Recorded data
"""

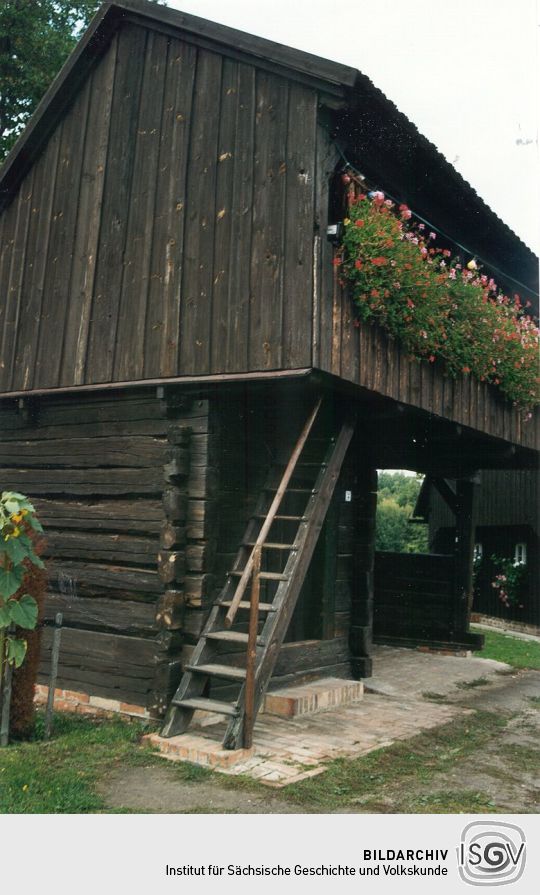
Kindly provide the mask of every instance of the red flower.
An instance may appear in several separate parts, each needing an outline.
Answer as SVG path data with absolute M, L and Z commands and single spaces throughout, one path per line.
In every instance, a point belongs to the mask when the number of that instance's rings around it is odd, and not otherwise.
M 435 355 L 434 355 L 434 354 L 430 354 L 429 357 L 428 357 L 428 360 L 429 360 L 430 364 L 434 364 L 434 363 L 435 363 Z
M 372 258 L 371 263 L 375 265 L 375 267 L 383 267 L 383 265 L 388 264 L 386 258 L 383 258 L 382 255 L 378 255 L 377 258 Z
M 361 261 L 355 261 L 354 266 L 356 267 L 357 270 L 362 270 L 364 265 L 362 264 Z
M 462 372 L 463 372 L 463 373 L 470 373 L 470 372 L 471 372 L 471 368 L 470 368 L 470 367 L 462 367 Z
M 334 267 L 339 267 L 339 265 L 341 264 L 341 258 L 334 258 L 332 264 L 334 265 Z
M 358 220 L 354 222 L 355 227 L 363 227 L 364 224 L 365 224 L 365 221 L 363 221 L 361 218 L 358 218 Z

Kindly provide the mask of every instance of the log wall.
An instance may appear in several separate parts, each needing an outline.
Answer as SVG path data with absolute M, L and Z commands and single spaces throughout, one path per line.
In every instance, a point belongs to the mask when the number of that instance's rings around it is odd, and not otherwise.
M 34 502 L 47 538 L 45 621 L 63 613 L 59 686 L 165 709 L 181 671 L 186 604 L 207 577 L 217 480 L 208 401 L 155 390 L 0 409 L 2 488 Z M 46 626 L 40 679 L 47 683 Z
M 313 400 L 147 388 L 0 404 L 0 488 L 32 499 L 47 538 L 40 682 L 61 611 L 59 686 L 163 713 L 263 481 L 288 460 Z M 274 684 L 350 673 L 352 480 L 347 468 Z

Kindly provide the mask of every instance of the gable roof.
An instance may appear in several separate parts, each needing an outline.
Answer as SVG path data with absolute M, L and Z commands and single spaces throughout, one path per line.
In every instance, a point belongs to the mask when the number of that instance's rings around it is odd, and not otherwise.
M 499 274 L 499 282 L 518 283 L 538 297 L 538 259 L 529 247 L 481 199 L 437 147 L 379 90 L 354 68 L 274 41 L 209 22 L 146 0 L 104 3 L 73 53 L 52 82 L 0 169 L 0 211 L 56 127 L 89 69 L 122 23 L 151 27 L 195 41 L 229 57 L 270 68 L 317 89 L 338 113 L 338 136 L 351 161 L 420 214 L 433 217 L 454 242 L 466 246 Z M 390 149 L 389 149 L 390 147 Z M 371 168 L 371 170 L 370 170 Z M 385 174 L 386 170 L 386 174 Z M 383 178 L 381 182 L 381 178 Z M 440 220 L 443 220 L 443 225 Z M 505 272 L 509 279 L 505 284 Z M 511 288 L 515 288 L 511 287 Z

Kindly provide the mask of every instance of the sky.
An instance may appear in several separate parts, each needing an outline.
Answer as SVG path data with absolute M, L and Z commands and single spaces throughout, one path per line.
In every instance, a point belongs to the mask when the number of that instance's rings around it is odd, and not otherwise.
M 368 75 L 536 254 L 535 0 L 167 0 Z

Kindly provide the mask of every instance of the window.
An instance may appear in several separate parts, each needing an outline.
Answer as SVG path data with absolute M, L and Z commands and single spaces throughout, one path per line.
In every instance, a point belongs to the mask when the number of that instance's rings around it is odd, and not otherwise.
M 514 565 L 515 566 L 527 565 L 527 545 L 526 544 L 516 544 L 516 547 L 514 550 Z
M 473 550 L 473 562 L 480 562 L 484 555 L 484 551 L 482 549 L 481 544 L 475 544 Z

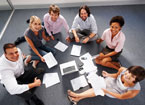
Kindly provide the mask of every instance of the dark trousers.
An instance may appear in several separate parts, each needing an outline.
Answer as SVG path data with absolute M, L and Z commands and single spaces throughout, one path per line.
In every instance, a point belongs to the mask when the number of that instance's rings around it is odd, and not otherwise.
M 37 69 L 29 69 L 25 70 L 24 74 L 17 78 L 18 84 L 29 84 L 34 82 L 34 78 L 37 77 L 38 79 L 43 78 L 44 73 L 40 73 Z M 25 100 L 29 100 L 33 95 L 36 88 L 32 88 L 22 94 L 17 94 L 18 96 L 24 98 Z

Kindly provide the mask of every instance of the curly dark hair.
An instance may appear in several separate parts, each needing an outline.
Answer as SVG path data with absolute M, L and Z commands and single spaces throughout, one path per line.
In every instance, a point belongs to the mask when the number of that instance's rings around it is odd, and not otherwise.
M 89 7 L 87 5 L 83 5 L 83 6 L 80 7 L 79 16 L 80 16 L 80 12 L 81 12 L 82 9 L 86 10 L 86 12 L 88 13 L 88 17 L 89 17 L 91 12 L 90 12 L 90 9 L 89 9 Z
M 129 73 L 136 76 L 134 83 L 137 83 L 145 78 L 145 69 L 141 66 L 131 66 L 127 70 Z
M 120 27 L 122 27 L 125 24 L 124 18 L 122 16 L 114 16 L 110 20 L 110 25 L 114 22 L 119 23 Z

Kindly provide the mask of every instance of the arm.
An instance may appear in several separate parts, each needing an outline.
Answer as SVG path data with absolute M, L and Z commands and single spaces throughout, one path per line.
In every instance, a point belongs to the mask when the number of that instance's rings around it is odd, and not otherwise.
M 2 75 L 5 75 L 3 78 L 3 83 L 5 88 L 11 95 L 21 94 L 31 88 L 41 85 L 40 79 L 36 79 L 33 83 L 30 84 L 18 84 L 14 74 L 11 71 L 6 71 Z
M 42 32 L 42 37 L 43 37 L 43 39 L 45 41 L 49 41 L 50 40 L 50 38 L 45 35 L 45 32 L 44 31 Z
M 19 85 L 17 83 L 17 80 L 14 76 L 14 73 L 11 70 L 5 70 L 1 72 L 2 81 L 6 88 L 6 90 L 11 94 L 21 94 L 27 90 L 29 90 L 29 87 L 27 84 L 21 84 Z
M 34 87 L 37 87 L 37 86 L 40 86 L 41 85 L 41 80 L 40 79 L 37 79 L 37 77 L 34 79 L 34 82 L 33 83 L 29 83 L 28 84 L 28 87 L 29 89 L 31 88 L 34 88 Z
M 51 36 L 51 32 L 49 30 L 50 25 L 48 24 L 49 23 L 48 22 L 49 18 L 50 18 L 49 13 L 47 13 L 47 14 L 44 15 L 43 21 L 44 21 L 44 27 L 45 27 L 47 33 Z
M 32 50 L 35 52 L 35 54 L 38 55 L 40 57 L 40 59 L 44 62 L 44 58 L 39 54 L 38 50 L 35 48 L 31 39 L 29 39 L 26 35 L 25 35 L 25 39 L 26 39 L 27 43 L 29 44 L 29 46 L 32 48 Z
M 115 51 L 112 51 L 112 52 L 110 52 L 110 53 L 108 53 L 108 54 L 102 54 L 102 55 L 100 55 L 100 57 L 101 58 L 106 58 L 106 57 L 110 57 L 110 56 L 113 56 L 113 55 L 116 55 L 118 52 L 115 52 Z
M 78 35 L 77 35 L 77 33 L 76 33 L 76 30 L 74 29 L 74 30 L 72 30 L 72 33 L 73 33 L 73 35 L 74 35 L 74 37 L 75 37 L 75 41 L 76 42 L 80 42 L 80 39 L 79 39 L 79 37 L 78 37 Z
M 100 39 L 97 39 L 97 40 L 96 40 L 96 43 L 97 43 L 97 44 L 100 44 L 100 43 L 102 43 L 103 41 L 104 41 L 104 40 L 102 40 L 102 39 L 100 38 Z
M 110 94 L 113 97 L 116 97 L 118 99 L 130 99 L 130 98 L 135 97 L 140 92 L 140 90 L 129 90 L 124 94 L 117 94 L 117 93 L 110 92 L 106 89 L 103 89 L 103 91 L 104 93 Z
M 121 67 L 121 68 L 118 70 L 117 73 L 113 73 L 113 74 L 112 74 L 112 73 L 107 73 L 106 71 L 102 71 L 102 75 L 103 75 L 103 77 L 117 78 L 118 75 L 119 75 L 124 69 L 126 69 L 126 68 Z
M 71 29 L 72 33 L 73 33 L 73 35 L 75 37 L 76 42 L 80 42 L 80 39 L 79 39 L 79 37 L 78 37 L 78 35 L 76 33 L 76 28 L 78 26 L 78 21 L 79 21 L 79 16 L 77 14 L 76 17 L 74 18 L 74 21 L 73 21 L 73 24 L 72 24 L 72 29 Z
M 95 33 L 91 33 L 87 38 L 85 38 L 83 40 L 83 43 L 87 43 L 91 38 L 93 38 L 96 34 Z

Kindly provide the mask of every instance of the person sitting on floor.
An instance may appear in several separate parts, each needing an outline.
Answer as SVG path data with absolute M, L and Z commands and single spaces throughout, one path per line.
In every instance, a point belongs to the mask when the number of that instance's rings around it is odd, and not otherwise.
M 15 44 L 7 43 L 3 46 L 4 54 L 0 57 L 1 83 L 11 95 L 18 95 L 25 99 L 28 105 L 32 100 L 35 105 L 44 105 L 34 94 L 36 87 L 41 85 L 45 70 L 26 69 L 23 53 Z
M 64 27 L 67 36 L 69 36 L 69 26 L 65 18 L 60 14 L 60 8 L 57 5 L 50 5 L 49 13 L 46 13 L 43 18 L 45 34 L 55 39 L 55 34 L 60 33 L 61 28 Z
M 44 27 L 41 25 L 41 20 L 37 16 L 31 16 L 29 28 L 24 33 L 25 39 L 30 46 L 31 57 L 28 58 L 26 63 L 29 63 L 31 60 L 35 60 L 34 68 L 36 68 L 39 60 L 45 62 L 43 55 L 46 52 L 56 53 L 54 48 L 45 46 L 42 43 L 42 38 L 46 41 L 49 41 L 50 38 L 45 35 Z M 44 52 L 45 51 L 45 52 Z
M 117 73 L 110 74 L 103 71 L 102 75 L 105 77 L 106 83 L 106 89 L 102 90 L 106 96 L 117 99 L 131 99 L 140 92 L 139 82 L 145 78 L 145 69 L 141 66 L 121 67 Z M 95 97 L 96 94 L 93 88 L 82 93 L 68 90 L 68 97 L 74 103 L 85 98 Z
M 77 43 L 87 43 L 97 39 L 97 24 L 94 16 L 91 14 L 87 5 L 83 5 L 79 9 L 79 13 L 74 18 L 70 36 L 67 38 L 69 42 L 75 39 Z
M 107 46 L 100 52 L 99 56 L 96 57 L 96 64 L 114 68 L 116 70 L 120 68 L 118 57 L 122 53 L 125 42 L 125 35 L 121 31 L 123 25 L 124 19 L 122 16 L 112 17 L 110 28 L 106 29 L 102 37 L 96 40 L 98 44 L 104 40 L 107 44 Z

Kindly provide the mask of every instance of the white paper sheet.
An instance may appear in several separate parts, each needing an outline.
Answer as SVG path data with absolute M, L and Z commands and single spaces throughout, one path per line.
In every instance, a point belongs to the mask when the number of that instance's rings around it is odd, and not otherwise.
M 43 58 L 45 59 L 45 62 L 47 64 L 48 68 L 52 68 L 58 64 L 58 62 L 56 61 L 56 59 L 54 58 L 54 56 L 51 52 L 44 55 Z
M 92 61 L 92 56 L 90 55 L 90 53 L 86 53 L 84 55 L 82 55 L 81 57 L 79 57 L 80 61 L 83 62 L 83 71 L 86 73 L 89 72 L 97 72 L 97 66 L 94 65 L 93 61 Z
M 75 67 L 73 70 L 68 71 L 68 72 L 64 72 L 64 68 L 72 67 L 72 66 Z M 69 62 L 60 64 L 60 71 L 61 71 L 61 74 L 62 74 L 62 75 L 65 75 L 65 74 L 69 74 L 69 73 L 73 73 L 73 72 L 78 71 L 76 62 L 75 62 L 75 61 L 69 61 Z
M 88 82 L 92 85 L 95 95 L 104 96 L 102 88 L 106 89 L 106 83 L 103 77 L 98 76 L 95 73 L 90 73 L 88 76 Z
M 80 53 L 81 53 L 81 46 L 73 45 L 71 50 L 71 55 L 80 56 Z
M 76 91 L 80 89 L 81 87 L 85 87 L 88 85 L 86 78 L 84 75 L 74 78 L 71 80 L 71 85 L 73 87 L 73 90 Z
M 62 42 L 59 41 L 59 42 L 54 46 L 54 48 L 60 50 L 61 52 L 64 52 L 64 51 L 68 48 L 68 46 L 67 46 L 66 44 L 64 44 L 64 43 L 62 43 Z
M 45 84 L 46 88 L 53 86 L 59 82 L 60 80 L 58 73 L 45 73 L 43 76 L 43 84 Z

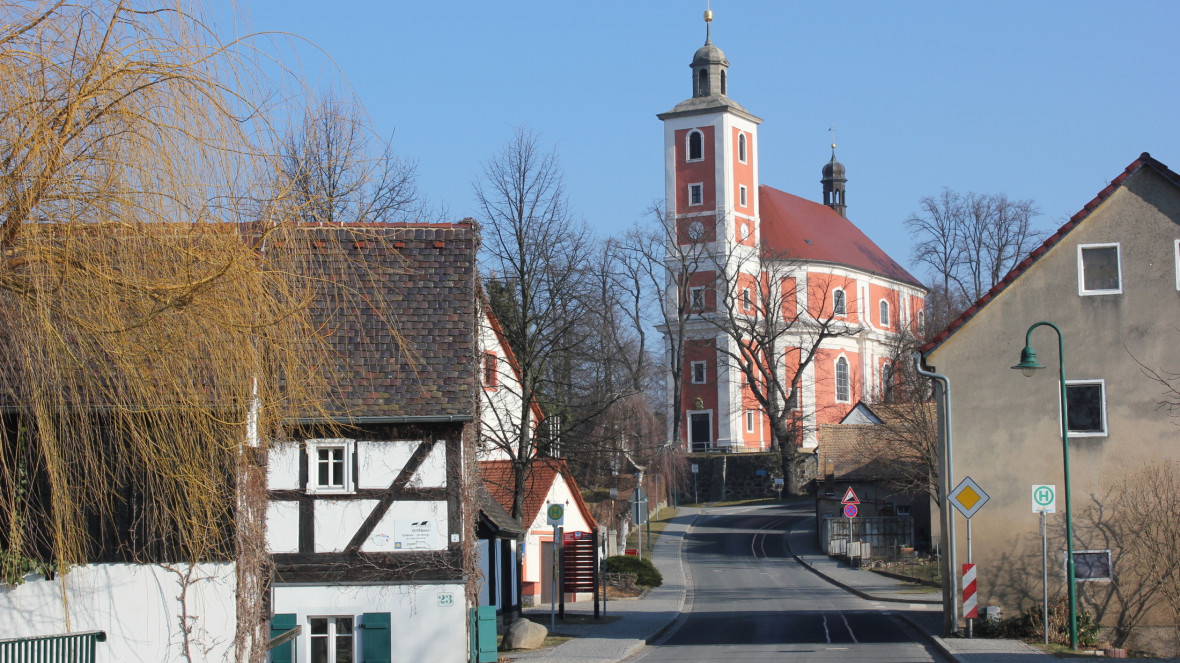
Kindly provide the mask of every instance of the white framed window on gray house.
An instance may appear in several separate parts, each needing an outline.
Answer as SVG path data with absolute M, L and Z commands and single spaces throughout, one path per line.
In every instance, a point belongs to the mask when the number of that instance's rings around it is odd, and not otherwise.
M 1105 437 L 1106 381 L 1066 380 L 1070 437 Z
M 705 310 L 705 287 L 693 286 L 688 289 L 688 305 L 694 311 Z
M 754 411 L 746 410 L 746 432 L 754 432 Z
M 1176 289 L 1180 290 L 1180 239 L 1172 246 L 1172 261 L 1176 264 Z
M 1118 242 L 1078 245 L 1078 294 L 1118 295 L 1123 268 Z
M 704 205 L 705 204 L 705 185 L 700 182 L 695 182 L 688 185 L 688 204 L 689 205 Z
M 307 492 L 352 493 L 356 440 L 307 440 Z
M 745 184 L 738 185 L 738 204 L 741 205 L 742 207 L 749 206 L 746 204 L 746 185 Z
M 849 401 L 848 360 L 840 357 L 836 360 L 836 402 Z
M 689 363 L 689 372 L 692 373 L 693 384 L 705 384 L 705 380 L 708 377 L 705 365 L 706 364 L 703 361 L 694 361 Z
M 847 315 L 848 314 L 848 297 L 844 294 L 843 288 L 836 288 L 832 291 L 832 315 Z
M 1064 562 L 1067 553 L 1061 551 Z M 1069 570 L 1065 571 L 1067 574 Z M 1073 574 L 1078 582 L 1109 582 L 1114 578 L 1110 561 L 1110 550 L 1073 551 Z
M 746 163 L 746 132 L 738 134 L 738 161 Z
M 881 328 L 887 329 L 889 327 L 889 301 L 882 299 L 877 308 L 877 319 L 881 323 Z

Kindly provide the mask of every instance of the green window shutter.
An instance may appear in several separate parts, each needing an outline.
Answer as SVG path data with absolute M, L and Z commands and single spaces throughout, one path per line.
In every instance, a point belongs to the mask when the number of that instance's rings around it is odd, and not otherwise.
M 295 613 L 275 615 L 270 620 L 270 637 L 277 638 L 293 628 L 295 628 Z M 270 650 L 270 661 L 271 663 L 294 663 L 295 640 L 284 642 Z
M 391 663 L 393 639 L 389 631 L 388 612 L 366 612 L 361 615 L 361 663 Z
M 479 634 L 479 663 L 496 663 L 500 653 L 496 651 L 496 606 L 481 605 L 476 614 Z

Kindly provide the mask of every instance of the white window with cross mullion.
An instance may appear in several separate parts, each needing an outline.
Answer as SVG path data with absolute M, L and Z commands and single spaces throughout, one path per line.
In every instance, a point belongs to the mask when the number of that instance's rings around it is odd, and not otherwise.
M 353 663 L 356 660 L 355 618 L 310 617 L 310 663 Z
M 352 493 L 356 441 L 324 439 L 307 441 L 307 492 Z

"""

The problem: What lines in the entries contain "white"? Report each one by copying it.

Result of the exercise:
Kindly provide the mask of every instance of the white paper sheet.
Kindly provide the mask of every instance of the white framed window on gray house.
Kindly provide the mask of every instance of the white window with cross mullion.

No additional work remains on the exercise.